┌────────
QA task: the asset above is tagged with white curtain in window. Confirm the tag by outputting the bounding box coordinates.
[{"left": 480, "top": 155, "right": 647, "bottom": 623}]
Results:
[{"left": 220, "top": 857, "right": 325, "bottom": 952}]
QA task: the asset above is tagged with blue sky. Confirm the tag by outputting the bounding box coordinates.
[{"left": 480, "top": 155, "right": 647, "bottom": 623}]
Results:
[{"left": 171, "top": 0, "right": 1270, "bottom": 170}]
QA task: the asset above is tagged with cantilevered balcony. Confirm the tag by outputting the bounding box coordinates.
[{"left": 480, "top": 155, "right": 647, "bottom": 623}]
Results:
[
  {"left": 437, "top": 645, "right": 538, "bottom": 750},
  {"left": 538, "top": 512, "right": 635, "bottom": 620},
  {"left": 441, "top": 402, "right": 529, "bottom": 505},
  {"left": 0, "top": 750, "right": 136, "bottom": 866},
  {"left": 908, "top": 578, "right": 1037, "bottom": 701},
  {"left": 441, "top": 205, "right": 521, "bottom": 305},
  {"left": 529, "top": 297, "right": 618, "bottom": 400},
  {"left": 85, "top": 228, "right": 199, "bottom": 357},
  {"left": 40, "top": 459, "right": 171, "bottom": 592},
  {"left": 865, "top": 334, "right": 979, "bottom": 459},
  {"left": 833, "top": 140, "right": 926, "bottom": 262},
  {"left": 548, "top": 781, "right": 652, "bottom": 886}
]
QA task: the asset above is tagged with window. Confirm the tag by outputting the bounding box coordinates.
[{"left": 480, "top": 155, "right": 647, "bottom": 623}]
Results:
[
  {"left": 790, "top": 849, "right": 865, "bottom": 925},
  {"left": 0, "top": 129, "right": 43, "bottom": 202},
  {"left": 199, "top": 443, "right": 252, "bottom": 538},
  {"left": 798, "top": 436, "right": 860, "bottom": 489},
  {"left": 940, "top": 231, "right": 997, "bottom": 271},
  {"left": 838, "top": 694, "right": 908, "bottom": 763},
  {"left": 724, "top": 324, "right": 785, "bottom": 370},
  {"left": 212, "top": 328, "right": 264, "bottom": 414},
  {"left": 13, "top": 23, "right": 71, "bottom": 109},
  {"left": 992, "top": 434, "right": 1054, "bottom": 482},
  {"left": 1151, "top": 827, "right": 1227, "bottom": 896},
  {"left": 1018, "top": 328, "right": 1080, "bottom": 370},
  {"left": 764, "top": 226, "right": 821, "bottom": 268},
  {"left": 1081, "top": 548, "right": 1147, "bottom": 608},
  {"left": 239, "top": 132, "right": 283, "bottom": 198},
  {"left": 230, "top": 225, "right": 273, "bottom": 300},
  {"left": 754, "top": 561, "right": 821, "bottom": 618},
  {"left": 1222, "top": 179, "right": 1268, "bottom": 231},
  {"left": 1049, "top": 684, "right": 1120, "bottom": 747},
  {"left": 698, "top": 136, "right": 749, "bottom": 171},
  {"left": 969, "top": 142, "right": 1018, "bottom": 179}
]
└────────
> WHAT TO DO
Pick out each line of the material above that contains the word "window".

> SOLUTION TO THE PROBLEM
QA task: the asset above is tagged with white curtain in window. Confirm the tag by outputting the bounding box coordinates.
QA task: the asset above is tagged with window. Confirm the tag by outputting the bounding box coordinates.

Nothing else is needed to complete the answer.